*Data section*.
.....

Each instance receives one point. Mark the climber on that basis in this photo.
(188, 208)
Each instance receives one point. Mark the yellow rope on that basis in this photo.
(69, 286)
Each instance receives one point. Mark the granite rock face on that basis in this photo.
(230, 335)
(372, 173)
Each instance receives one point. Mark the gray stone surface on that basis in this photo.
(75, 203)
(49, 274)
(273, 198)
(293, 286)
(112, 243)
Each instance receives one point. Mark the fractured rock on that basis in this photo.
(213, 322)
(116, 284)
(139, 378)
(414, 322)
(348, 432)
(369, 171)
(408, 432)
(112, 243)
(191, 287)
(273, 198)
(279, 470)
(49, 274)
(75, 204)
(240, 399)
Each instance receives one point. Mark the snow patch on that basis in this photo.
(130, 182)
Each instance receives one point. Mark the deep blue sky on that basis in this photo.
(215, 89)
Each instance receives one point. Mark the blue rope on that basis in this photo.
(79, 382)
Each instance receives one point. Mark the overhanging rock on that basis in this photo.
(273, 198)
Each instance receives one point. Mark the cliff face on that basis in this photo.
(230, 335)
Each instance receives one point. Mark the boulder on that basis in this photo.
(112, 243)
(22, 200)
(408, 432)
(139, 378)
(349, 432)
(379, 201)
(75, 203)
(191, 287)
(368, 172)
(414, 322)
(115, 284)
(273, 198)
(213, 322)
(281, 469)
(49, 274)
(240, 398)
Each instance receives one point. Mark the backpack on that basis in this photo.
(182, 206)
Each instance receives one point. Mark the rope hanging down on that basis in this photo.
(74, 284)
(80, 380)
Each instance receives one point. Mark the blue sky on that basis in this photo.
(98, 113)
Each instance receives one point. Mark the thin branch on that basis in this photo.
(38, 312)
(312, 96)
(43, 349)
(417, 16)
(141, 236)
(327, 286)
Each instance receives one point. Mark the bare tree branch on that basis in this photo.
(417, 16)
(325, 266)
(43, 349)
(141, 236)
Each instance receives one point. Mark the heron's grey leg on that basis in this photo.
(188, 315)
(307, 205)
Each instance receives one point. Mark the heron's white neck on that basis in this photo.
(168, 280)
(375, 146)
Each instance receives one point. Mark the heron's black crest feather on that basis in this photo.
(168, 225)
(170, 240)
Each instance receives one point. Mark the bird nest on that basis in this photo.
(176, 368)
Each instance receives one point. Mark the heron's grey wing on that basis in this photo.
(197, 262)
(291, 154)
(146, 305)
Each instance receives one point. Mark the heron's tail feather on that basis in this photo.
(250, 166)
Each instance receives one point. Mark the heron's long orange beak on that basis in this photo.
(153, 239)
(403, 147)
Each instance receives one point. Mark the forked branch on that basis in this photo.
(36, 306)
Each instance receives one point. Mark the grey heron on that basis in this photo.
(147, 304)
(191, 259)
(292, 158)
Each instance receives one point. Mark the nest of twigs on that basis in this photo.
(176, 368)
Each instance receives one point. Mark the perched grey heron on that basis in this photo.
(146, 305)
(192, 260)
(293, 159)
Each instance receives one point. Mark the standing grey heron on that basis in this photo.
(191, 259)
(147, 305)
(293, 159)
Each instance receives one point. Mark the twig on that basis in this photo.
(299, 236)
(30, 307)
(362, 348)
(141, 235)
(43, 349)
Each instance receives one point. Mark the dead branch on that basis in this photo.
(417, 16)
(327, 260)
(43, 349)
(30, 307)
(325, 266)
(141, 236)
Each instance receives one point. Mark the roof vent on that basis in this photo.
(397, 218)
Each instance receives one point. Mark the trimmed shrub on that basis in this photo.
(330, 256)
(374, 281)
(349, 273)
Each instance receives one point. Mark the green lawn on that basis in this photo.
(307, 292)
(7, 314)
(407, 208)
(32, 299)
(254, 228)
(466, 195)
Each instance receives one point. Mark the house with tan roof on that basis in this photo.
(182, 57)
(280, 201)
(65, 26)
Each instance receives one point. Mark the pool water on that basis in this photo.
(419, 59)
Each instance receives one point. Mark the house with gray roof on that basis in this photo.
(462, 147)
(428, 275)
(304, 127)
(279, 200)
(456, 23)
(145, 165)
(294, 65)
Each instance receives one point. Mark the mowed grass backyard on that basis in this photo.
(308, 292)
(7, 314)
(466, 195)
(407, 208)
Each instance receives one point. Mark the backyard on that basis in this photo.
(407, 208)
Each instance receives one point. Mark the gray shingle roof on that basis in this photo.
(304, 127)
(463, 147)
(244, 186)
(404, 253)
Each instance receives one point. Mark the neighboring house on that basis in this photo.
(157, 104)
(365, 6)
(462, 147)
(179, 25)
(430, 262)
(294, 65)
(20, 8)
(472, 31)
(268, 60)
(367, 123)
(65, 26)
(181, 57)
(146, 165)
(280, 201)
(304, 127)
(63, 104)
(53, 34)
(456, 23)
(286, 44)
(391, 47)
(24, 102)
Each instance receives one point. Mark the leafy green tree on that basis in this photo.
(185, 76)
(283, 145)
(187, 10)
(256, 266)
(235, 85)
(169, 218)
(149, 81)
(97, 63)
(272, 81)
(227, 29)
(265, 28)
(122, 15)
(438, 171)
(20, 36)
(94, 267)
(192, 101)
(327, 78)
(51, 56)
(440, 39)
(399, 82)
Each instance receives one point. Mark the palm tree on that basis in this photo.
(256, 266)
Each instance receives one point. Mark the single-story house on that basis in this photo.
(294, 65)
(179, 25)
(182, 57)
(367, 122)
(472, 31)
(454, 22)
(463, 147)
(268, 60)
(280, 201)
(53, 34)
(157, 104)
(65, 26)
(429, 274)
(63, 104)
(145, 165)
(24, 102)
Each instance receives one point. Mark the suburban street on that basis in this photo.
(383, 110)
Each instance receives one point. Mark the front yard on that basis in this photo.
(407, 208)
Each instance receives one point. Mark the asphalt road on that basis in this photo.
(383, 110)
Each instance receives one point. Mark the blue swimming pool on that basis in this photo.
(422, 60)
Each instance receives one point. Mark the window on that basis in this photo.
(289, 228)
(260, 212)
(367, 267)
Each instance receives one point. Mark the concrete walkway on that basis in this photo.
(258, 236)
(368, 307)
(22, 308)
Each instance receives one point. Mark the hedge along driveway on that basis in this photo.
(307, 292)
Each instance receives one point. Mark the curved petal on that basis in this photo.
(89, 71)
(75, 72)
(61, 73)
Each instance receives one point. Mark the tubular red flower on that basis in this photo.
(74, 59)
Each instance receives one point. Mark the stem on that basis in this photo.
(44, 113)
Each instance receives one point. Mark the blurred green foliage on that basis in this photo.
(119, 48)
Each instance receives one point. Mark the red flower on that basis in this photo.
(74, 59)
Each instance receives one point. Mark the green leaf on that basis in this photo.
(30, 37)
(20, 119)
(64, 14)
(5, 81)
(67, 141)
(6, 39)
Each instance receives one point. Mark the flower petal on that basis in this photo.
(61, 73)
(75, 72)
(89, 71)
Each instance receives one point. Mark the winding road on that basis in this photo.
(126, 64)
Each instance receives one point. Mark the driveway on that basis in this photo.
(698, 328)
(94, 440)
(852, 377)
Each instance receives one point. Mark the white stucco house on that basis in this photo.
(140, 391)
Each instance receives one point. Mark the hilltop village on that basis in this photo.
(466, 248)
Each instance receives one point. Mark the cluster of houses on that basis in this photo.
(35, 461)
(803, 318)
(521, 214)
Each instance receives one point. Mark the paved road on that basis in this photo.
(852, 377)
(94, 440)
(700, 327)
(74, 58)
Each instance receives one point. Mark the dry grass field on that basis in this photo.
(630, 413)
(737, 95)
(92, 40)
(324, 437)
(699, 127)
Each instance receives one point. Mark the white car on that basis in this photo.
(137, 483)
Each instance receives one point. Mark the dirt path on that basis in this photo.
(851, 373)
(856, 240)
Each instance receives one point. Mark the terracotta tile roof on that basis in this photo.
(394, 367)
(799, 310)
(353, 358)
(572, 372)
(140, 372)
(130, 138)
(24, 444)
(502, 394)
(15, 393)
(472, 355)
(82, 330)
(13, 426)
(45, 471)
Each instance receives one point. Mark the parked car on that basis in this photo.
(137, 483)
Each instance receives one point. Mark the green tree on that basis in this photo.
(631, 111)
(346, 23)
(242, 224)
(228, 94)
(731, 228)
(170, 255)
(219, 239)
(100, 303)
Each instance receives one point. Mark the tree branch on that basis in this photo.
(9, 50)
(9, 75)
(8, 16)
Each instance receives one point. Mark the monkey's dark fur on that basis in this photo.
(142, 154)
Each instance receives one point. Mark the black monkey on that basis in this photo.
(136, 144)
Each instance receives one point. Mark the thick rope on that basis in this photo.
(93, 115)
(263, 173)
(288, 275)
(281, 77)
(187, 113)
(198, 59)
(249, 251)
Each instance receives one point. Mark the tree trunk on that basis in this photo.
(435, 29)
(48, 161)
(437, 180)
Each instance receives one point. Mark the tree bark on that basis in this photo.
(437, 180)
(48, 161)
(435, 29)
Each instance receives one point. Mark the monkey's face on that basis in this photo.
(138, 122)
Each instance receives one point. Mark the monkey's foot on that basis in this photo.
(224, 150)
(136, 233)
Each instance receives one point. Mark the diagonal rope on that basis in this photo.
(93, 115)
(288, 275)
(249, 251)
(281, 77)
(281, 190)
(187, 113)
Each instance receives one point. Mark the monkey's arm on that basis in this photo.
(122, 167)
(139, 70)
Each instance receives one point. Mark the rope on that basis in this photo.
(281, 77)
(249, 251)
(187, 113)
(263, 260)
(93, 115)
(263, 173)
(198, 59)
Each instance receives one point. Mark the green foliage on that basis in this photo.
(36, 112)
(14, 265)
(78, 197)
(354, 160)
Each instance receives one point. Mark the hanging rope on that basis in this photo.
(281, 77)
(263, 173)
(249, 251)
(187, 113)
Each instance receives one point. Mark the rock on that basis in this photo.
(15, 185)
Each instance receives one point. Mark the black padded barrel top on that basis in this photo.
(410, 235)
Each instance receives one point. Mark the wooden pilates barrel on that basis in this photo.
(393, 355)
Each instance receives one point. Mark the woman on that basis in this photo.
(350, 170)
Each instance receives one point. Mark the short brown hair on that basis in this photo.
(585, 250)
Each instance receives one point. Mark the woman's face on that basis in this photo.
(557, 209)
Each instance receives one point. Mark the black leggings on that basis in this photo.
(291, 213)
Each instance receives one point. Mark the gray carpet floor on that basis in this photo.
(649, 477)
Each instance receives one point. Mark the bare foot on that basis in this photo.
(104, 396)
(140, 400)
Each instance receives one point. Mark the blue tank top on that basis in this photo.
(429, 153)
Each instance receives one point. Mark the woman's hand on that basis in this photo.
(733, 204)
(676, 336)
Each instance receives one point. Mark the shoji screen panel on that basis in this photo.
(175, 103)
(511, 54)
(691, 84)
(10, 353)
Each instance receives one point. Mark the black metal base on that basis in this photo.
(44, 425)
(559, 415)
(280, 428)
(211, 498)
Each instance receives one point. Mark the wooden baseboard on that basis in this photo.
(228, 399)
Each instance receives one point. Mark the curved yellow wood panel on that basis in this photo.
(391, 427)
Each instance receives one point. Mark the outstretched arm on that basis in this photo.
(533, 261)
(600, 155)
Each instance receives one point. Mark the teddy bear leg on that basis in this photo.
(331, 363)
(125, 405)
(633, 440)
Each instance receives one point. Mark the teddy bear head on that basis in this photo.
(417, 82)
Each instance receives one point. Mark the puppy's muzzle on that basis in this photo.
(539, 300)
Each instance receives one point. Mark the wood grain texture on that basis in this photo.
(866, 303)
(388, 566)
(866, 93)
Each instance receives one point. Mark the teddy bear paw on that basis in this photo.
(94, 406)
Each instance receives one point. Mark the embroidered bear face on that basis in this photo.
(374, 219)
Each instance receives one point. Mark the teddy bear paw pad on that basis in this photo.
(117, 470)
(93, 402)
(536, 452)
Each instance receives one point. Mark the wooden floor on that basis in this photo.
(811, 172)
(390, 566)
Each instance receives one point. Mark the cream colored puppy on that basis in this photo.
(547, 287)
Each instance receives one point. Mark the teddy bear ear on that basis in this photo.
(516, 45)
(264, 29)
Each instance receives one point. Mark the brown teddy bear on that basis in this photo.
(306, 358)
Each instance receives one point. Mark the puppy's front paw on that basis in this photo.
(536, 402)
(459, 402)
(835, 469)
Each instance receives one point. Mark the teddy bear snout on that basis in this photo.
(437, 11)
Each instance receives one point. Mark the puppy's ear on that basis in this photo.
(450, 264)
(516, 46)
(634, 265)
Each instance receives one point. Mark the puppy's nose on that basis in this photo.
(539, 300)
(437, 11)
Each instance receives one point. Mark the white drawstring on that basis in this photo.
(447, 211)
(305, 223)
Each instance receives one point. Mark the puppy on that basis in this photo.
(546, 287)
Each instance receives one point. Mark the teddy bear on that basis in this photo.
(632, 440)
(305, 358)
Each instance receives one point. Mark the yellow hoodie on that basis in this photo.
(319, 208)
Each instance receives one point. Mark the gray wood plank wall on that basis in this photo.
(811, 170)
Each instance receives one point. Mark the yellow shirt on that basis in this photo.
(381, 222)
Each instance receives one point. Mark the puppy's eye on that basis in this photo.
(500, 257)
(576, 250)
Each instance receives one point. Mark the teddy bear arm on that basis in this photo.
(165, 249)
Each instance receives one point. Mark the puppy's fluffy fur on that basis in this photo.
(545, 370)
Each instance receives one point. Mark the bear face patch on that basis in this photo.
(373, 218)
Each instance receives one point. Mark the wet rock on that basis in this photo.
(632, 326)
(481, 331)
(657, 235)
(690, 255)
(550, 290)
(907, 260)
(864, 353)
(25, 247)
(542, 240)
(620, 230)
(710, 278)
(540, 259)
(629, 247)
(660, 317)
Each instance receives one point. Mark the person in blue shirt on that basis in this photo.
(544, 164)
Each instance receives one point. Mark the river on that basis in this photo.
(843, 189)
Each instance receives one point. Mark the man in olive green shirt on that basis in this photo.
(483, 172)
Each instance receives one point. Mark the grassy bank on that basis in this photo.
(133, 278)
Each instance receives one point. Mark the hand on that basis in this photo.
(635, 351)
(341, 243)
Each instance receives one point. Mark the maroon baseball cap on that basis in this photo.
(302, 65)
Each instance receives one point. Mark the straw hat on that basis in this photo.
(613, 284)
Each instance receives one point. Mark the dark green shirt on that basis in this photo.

.....

*Exercise aim*. Copy the lines from the one containing "Each instance receives one point. Mark the straw" through the end of the items, inclusive, changing "straw hat" to "sun hat" and leaving everything else unchanged.

*Exercise answer*.
Each instance receives one point. Mark the sun hat on that basis in this photo.
(613, 284)
Each instance receives one point. Mark the dark green shirt on that basis in this photo.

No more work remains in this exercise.